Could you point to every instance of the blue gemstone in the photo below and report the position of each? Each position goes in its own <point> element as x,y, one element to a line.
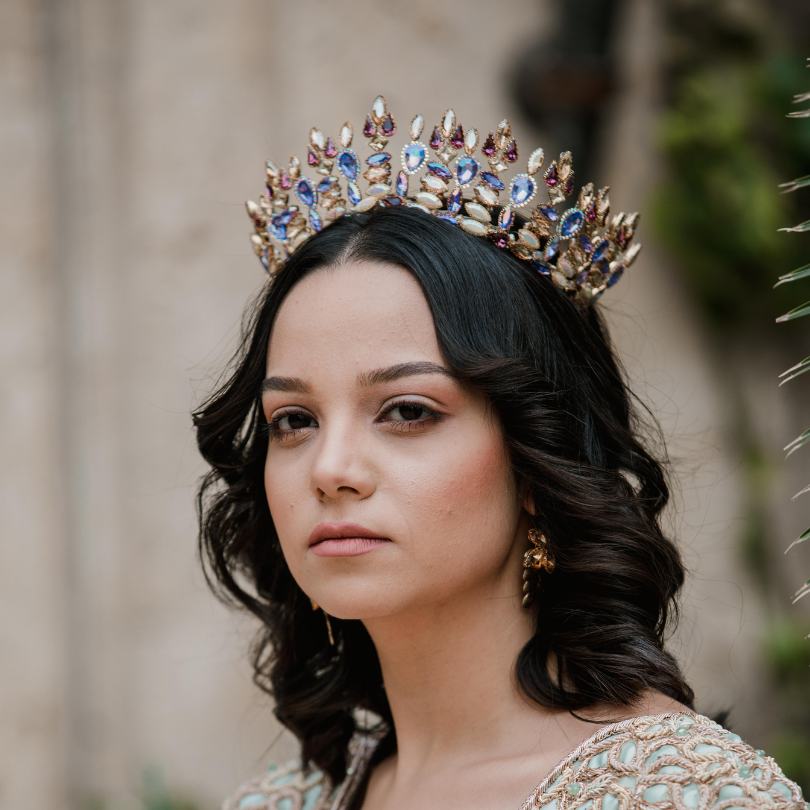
<point>600,250</point>
<point>439,169</point>
<point>378,159</point>
<point>347,163</point>
<point>354,193</point>
<point>523,187</point>
<point>415,155</point>
<point>466,169</point>
<point>305,193</point>
<point>616,276</point>
<point>492,180</point>
<point>570,223</point>
<point>402,184</point>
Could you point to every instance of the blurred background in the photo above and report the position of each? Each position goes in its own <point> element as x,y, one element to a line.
<point>132,132</point>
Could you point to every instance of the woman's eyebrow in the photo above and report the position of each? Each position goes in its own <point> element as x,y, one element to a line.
<point>364,379</point>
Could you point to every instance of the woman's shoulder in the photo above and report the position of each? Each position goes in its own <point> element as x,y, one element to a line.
<point>678,759</point>
<point>283,786</point>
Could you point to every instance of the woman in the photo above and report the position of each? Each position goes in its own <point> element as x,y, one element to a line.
<point>429,484</point>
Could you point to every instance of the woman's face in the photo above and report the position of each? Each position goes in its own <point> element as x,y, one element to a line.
<point>414,458</point>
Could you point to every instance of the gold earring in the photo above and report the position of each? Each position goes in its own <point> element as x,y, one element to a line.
<point>536,558</point>
<point>328,625</point>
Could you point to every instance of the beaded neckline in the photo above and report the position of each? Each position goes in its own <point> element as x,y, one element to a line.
<point>368,742</point>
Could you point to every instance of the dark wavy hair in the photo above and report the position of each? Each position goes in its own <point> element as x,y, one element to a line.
<point>575,443</point>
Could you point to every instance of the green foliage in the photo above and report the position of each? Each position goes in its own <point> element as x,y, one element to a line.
<point>716,210</point>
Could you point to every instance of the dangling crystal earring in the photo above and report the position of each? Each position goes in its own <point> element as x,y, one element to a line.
<point>328,625</point>
<point>536,558</point>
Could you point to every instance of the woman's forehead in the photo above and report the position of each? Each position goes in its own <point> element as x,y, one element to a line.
<point>364,309</point>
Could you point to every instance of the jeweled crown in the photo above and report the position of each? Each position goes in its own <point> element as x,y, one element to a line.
<point>581,248</point>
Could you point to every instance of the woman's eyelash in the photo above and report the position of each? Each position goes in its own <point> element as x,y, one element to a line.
<point>271,427</point>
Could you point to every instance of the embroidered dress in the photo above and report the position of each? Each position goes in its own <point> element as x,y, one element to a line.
<point>670,761</point>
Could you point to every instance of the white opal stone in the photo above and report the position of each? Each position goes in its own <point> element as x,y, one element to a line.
<point>434,184</point>
<point>487,195</point>
<point>378,107</point>
<point>346,135</point>
<point>528,238</point>
<point>448,123</point>
<point>473,226</point>
<point>428,200</point>
<point>536,160</point>
<point>478,212</point>
<point>316,138</point>
<point>365,204</point>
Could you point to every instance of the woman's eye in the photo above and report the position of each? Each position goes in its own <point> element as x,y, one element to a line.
<point>411,416</point>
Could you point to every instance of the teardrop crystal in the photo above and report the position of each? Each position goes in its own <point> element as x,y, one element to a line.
<point>346,135</point>
<point>378,108</point>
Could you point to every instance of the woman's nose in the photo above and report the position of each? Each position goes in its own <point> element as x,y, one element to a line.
<point>341,466</point>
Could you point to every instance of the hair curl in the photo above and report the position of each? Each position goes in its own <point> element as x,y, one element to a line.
<point>549,370</point>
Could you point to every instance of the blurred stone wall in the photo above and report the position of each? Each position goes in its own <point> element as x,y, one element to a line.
<point>131,134</point>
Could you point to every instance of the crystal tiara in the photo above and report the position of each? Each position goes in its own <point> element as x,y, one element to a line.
<point>580,247</point>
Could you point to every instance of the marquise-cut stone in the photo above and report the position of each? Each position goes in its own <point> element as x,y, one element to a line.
<point>477,211</point>
<point>401,185</point>
<point>413,156</point>
<point>487,195</point>
<point>366,204</point>
<point>528,238</point>
<point>378,107</point>
<point>448,123</point>
<point>354,193</point>
<point>428,200</point>
<point>536,160</point>
<point>473,226</point>
<point>305,192</point>
<point>347,163</point>
<point>378,159</point>
<point>466,169</point>
<point>316,138</point>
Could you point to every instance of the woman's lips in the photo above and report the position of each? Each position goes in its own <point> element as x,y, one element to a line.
<point>346,546</point>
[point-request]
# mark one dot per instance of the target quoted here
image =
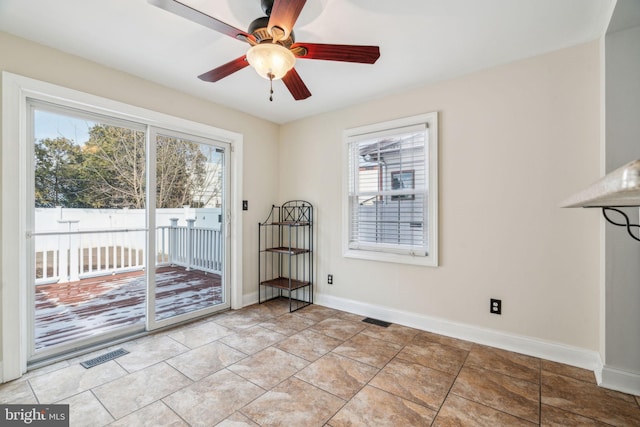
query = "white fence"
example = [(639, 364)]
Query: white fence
[(113, 241)]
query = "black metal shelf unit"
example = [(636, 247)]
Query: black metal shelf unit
[(285, 259)]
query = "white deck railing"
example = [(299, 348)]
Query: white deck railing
[(70, 255)]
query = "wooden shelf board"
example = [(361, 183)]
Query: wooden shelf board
[(287, 251), (283, 283)]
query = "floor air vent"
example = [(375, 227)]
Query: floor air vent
[(104, 358), (376, 322)]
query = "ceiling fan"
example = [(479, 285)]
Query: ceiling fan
[(273, 49)]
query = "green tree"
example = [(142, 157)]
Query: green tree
[(115, 167), (58, 181), (108, 171)]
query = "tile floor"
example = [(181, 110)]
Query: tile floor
[(263, 366)]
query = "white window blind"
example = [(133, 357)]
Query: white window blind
[(388, 186)]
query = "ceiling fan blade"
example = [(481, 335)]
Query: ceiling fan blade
[(284, 14), (198, 17), (337, 52), (295, 85), (224, 70)]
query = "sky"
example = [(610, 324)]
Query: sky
[(52, 125)]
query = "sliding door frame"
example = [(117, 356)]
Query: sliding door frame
[(16, 90)]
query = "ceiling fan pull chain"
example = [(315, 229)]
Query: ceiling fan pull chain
[(271, 84)]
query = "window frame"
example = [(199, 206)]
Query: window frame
[(390, 253)]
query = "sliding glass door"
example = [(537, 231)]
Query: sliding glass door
[(127, 230), (189, 220)]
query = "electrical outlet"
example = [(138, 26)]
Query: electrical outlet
[(496, 306)]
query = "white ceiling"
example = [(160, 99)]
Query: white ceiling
[(421, 42)]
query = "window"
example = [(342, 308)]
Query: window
[(391, 191)]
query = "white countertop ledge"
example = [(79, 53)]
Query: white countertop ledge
[(616, 189)]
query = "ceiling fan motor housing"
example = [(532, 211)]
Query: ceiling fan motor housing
[(266, 5), (258, 28)]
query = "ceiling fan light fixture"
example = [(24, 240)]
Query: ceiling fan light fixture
[(271, 60)]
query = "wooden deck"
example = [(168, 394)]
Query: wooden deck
[(89, 307)]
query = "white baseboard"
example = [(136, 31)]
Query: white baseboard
[(552, 351), (616, 379)]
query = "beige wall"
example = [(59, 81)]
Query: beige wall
[(515, 141), (260, 177)]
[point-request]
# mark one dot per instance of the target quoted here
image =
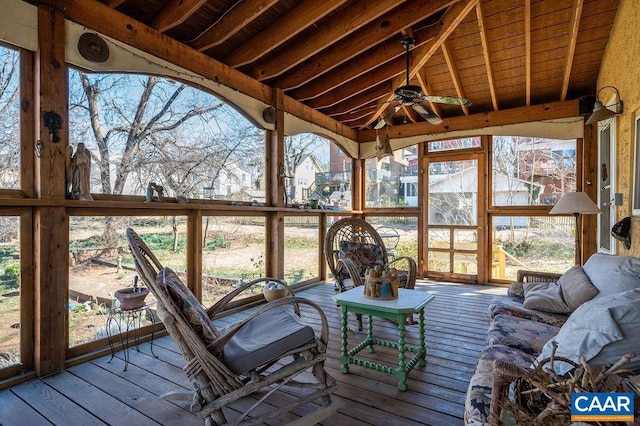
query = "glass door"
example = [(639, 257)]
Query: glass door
[(606, 190), (452, 239)]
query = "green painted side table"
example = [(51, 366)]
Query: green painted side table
[(408, 302)]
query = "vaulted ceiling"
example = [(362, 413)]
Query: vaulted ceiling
[(344, 58)]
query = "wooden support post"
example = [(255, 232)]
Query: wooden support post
[(28, 111), (422, 219), (274, 262), (51, 226), (357, 185)]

______________________________

* _Work instructions_:
Please copy the preceding records exactly and omit the images.

* _Problem solution_:
Could you point to every instance of the blue gemstone in the photo below and report the position of each? Each position goes in its own <point> element as x,y, one element to a line.
<point>600,250</point>
<point>439,169</point>
<point>378,159</point>
<point>347,163</point>
<point>354,193</point>
<point>523,187</point>
<point>415,155</point>
<point>466,169</point>
<point>305,193</point>
<point>616,276</point>
<point>492,180</point>
<point>570,223</point>
<point>402,184</point>
Could you point to every instance of the blurred background in the photo above and report the position of each? Each position goes in its own <point> element as x,y, one element to a line.
<point>132,132</point>
Could you point to every instance of the woman's eyebrow in the photo above and report the position of each? Each position goes in its own <point> element as x,y, one element to a line.
<point>364,379</point>
Could you point to every instance of the woman's shoulder in the photo above and report the position of each? Each position goes in its own <point> element as x,y, one element to a line.
<point>678,759</point>
<point>283,786</point>
Could you point to every instance of the woman in the photo above and report the position of each? Each position goes in its own <point> element as x,y, one element to a line.
<point>429,484</point>
Could you point to every instance of the woman's face in the photo above and report the position of each? Each position goes in its own <point> element as x,y, one element to a line.
<point>414,458</point>
Could you point to every instance of the gold earring in the photo above and report the position of each? Each position goes in its own <point> element as x,y, one element to a line.
<point>536,558</point>
<point>328,625</point>
Could you point to every instance of the beaded neckline in the photo above and report the position of each? Each position goes in its own <point> element as x,y, one element to a line.
<point>368,742</point>
Could you point to every instance of the dark wavy hair in the photo above and report the position of each? Each position goes in its own <point> element as x,y, one element to a line.
<point>575,443</point>
Could you point to every instance of the green foliage in the photo above and report the position of each? Each position goes in its own <point> element as x,y, one element to a line.
<point>716,210</point>
Could you point to every instance of the dangling crystal earring in the photo above and report the position of each? Each position goes in its own <point> element as x,y, one element to a line.
<point>328,625</point>
<point>536,558</point>
Could you point to every instance of the woman's forehead in the photo above and report the position of each? Each position goes in its own <point> element as x,y, one element to a line.
<point>364,309</point>
Could you point to every instance of the jeweled crown in the photo above and report the position of each? Each position goes in its own <point> element as x,y, one element to a line.
<point>581,248</point>
Could you point to every instance of the woman's eyelash in the photo above and report the position of each? Each position goes in its own <point> element as x,y, one element to a line.
<point>271,427</point>
Could you point to every instance of the embroidered dress in the photo above and report the position of each? Each position goes in its own <point> element as x,y, one element to a line.
<point>670,761</point>
Could you point to every instance of the white opal stone in the photo above and report the position of each? Each position goes in its own <point> element as x,y, one element to a line.
<point>434,184</point>
<point>487,195</point>
<point>378,107</point>
<point>346,135</point>
<point>528,238</point>
<point>448,123</point>
<point>473,226</point>
<point>428,200</point>
<point>536,160</point>
<point>478,212</point>
<point>316,138</point>
<point>365,204</point>
Could you point to every instance of the woman's eye in the photo above and report the position of each? Each position goes in its own <point> element as x,y, one element to a line.
<point>411,416</point>
Could you point to every instance of the teardrop crystal in the photo above and report the position of each? Each position goes in its own <point> element as x,y, one element to a line.
<point>346,135</point>
<point>378,108</point>
Could you point to every instance of the woman's nose in the photo above and report the position of each? Each position goes in its own <point> element as x,y, one element to a line.
<point>341,466</point>
Could you point to every instance of the hair curl in the photo above and report the position of each? Each position goes in its own <point> element as x,y, one element to a line.
<point>549,370</point>
Could you point to every instance of the blurred stone wall in the photo above and report the position of each? Each position goes in its own <point> element as x,y, one element to a line.
<point>131,134</point>
Could you point to every instance of the crystal tiara in the photo above and report the position of each? Each position goes in its own <point> element as x,y, one element to a line.
<point>580,247</point>
Could you point to every instance of the marquise-cut stone in the photo above and report the position of each? Each position goes in its own <point> element as x,y, one element to a line.
<point>477,211</point>
<point>401,185</point>
<point>413,156</point>
<point>487,195</point>
<point>366,204</point>
<point>528,238</point>
<point>378,107</point>
<point>448,123</point>
<point>354,193</point>
<point>428,200</point>
<point>536,160</point>
<point>473,226</point>
<point>305,192</point>
<point>347,163</point>
<point>378,159</point>
<point>466,169</point>
<point>316,138</point>
Could you point to every instance of the woman's lips in the photo above and report the position of each? Each position goes in its own <point> element as x,y, one element to a line.
<point>346,546</point>
[point-request]
# mark one dot per instance of the target quoted here
image =
query = "white fence"
example = [(639, 364)]
Query: white fence
[(113, 241)]
query = "black metal shelf unit"
example = [(636, 247)]
Query: black metal shelf unit
[(285, 259)]
query = "white deck railing"
example = [(299, 348)]
Query: white deck railing
[(70, 255)]
query = "wooden shelf board"
example = [(361, 183)]
Query: wooden shelf board
[(287, 251), (283, 283)]
query = "floor air vent"
example = [(375, 227)]
Query: floor air vent
[(104, 358), (376, 322)]
query = "ceiling fan"
example = [(479, 285)]
Query: ceiling fan
[(273, 49)]
query = "green tree"
example = [(142, 157)]
Query: green tree
[(115, 167), (58, 181), (108, 171)]
query = "tile floor"
example = [(181, 110)]
Query: tile floor
[(263, 366)]
query = "white window blind"
example = [(133, 357)]
Query: white window blind
[(388, 186)]
query = "ceiling fan blade"
example = [(481, 335)]
Query: ceiling fan blade
[(284, 14), (198, 17), (337, 52), (295, 85), (224, 70)]
query = "sky"
example = [(610, 324)]
Query: sky
[(52, 125)]
query = "sliding door frame"
example = [(117, 356)]
Query: sliding door frame
[(16, 90)]
query = "ceiling fan pull chain"
example = [(315, 229)]
Query: ceiling fan pull chain
[(271, 84)]
query = "window frame"
example = [(199, 206)]
Query: window frame
[(390, 253)]
query = "sliding glass door"
example = [(537, 231)]
Query: sliding glass door
[(127, 230), (189, 220)]
query = "electrical outlet"
example = [(138, 26)]
Query: electrical outlet
[(496, 306)]
query = "white ceiling"
example = [(160, 99)]
Query: white ceiling
[(421, 42)]
query = "window"
example = [(342, 308)]
Query: window
[(391, 191)]
query = "white countertop ledge"
example = [(79, 53)]
Query: white countertop ledge
[(616, 189)]
query = "ceiling fan motor housing"
example = [(532, 211)]
Query: ceiling fan motor housing
[(266, 5), (258, 28)]
query = "ceiling fan light fixture"
example = [(24, 240)]
Query: ceiling fan light fixture
[(271, 60)]
query = "wooden deck"
example = [(168, 394)]
Query: wooden deck
[(89, 307)]
query = "white baseboard"
example = [(136, 31)]
Query: white baseboard
[(552, 351), (616, 379)]
query = "beige wall"
example = [(59, 81)]
Query: beige wall
[(515, 141), (260, 177)]
[point-request]
# mark one dot per instance of the target quoted here
image =
query = "glass door"
example = [(639, 257)]
Query: glass door
[(606, 190), (452, 239)]
query = "green painted side table"
example = [(51, 366)]
Query: green painted side table
[(408, 302)]
query = "vaulted ceiling"
example = [(362, 413)]
Query: vaulted ceiling
[(344, 58)]
query = "wooden support post"
example = [(255, 232)]
Query: wooden support post
[(28, 111), (422, 219), (274, 262), (51, 226), (357, 185)]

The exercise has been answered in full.